#### EXERCISE INPUT ####

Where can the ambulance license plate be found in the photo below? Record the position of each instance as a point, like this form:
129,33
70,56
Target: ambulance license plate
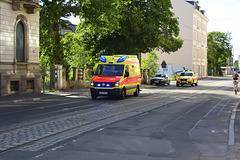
103,92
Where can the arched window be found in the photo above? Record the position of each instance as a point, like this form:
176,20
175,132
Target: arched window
20,42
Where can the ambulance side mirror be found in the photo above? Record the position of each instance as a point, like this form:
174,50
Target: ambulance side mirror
126,74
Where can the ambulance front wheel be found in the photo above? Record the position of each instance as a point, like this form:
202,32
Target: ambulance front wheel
94,96
123,94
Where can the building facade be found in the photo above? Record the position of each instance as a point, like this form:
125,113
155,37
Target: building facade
19,47
193,31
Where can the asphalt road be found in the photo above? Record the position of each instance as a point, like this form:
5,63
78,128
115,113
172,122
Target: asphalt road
162,123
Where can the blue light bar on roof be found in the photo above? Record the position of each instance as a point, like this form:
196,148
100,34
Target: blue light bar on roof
103,59
122,59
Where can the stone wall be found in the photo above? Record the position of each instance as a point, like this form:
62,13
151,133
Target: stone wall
19,77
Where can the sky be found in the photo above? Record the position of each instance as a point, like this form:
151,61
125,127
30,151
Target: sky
223,15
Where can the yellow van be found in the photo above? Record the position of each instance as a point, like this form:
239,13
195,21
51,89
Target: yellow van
116,75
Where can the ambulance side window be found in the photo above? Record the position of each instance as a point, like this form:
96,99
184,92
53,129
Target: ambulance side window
126,71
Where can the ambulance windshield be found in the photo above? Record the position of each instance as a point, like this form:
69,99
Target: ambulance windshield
109,70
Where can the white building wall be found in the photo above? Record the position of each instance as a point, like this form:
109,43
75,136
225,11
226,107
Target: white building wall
18,77
193,31
7,33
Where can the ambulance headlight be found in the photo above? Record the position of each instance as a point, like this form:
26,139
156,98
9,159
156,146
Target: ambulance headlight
92,83
117,84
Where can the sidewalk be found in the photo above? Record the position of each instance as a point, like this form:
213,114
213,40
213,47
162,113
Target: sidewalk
38,96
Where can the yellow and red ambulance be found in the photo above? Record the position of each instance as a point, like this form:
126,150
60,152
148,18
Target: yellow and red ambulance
116,75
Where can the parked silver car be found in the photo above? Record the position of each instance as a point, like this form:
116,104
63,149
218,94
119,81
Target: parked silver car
160,79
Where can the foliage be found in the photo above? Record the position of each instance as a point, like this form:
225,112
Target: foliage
50,20
174,77
236,64
132,27
151,62
219,50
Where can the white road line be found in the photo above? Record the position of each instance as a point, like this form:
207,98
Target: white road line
231,138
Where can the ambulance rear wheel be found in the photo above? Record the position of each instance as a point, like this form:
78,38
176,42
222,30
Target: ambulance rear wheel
123,94
94,96
137,92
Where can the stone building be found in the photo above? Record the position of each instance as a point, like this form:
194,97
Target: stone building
19,47
193,31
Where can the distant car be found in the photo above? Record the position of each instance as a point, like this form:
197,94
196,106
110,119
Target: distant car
160,79
187,77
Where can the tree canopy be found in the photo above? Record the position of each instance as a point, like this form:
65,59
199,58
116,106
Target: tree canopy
132,27
50,21
151,63
219,50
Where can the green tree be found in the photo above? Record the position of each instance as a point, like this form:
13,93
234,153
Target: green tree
132,27
236,64
219,50
151,62
51,16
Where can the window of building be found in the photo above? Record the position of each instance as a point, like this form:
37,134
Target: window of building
20,42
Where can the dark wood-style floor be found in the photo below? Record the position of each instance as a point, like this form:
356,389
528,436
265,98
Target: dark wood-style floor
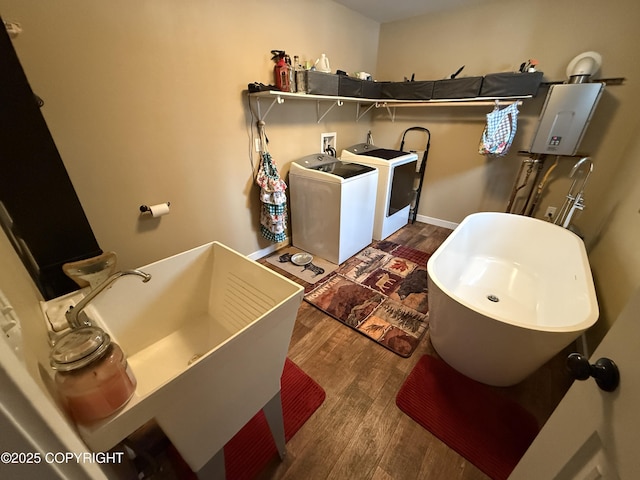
359,433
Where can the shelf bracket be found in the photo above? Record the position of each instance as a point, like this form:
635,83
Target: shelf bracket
278,99
360,114
338,103
390,112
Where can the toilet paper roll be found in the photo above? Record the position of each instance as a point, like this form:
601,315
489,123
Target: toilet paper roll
159,209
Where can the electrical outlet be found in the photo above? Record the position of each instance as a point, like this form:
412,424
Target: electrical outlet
551,211
328,141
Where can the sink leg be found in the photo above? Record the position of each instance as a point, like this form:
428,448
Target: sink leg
273,413
214,468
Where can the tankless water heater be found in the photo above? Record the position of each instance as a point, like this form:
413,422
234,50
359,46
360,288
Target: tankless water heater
564,118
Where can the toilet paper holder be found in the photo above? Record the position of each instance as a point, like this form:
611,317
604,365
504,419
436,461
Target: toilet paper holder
147,209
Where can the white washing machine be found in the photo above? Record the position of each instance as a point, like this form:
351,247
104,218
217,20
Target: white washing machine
397,173
332,206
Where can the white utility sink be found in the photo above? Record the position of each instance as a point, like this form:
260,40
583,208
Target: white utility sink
207,339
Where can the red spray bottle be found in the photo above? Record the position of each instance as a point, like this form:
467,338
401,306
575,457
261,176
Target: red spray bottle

####

■ YOUR GOAL: If a line in the listing has "spray" in it, report that line.

■ RESULT:
Where can the red spray bottle be found in the photo above? Record the position of each instance as a point, like this form:
Target: red spray bottle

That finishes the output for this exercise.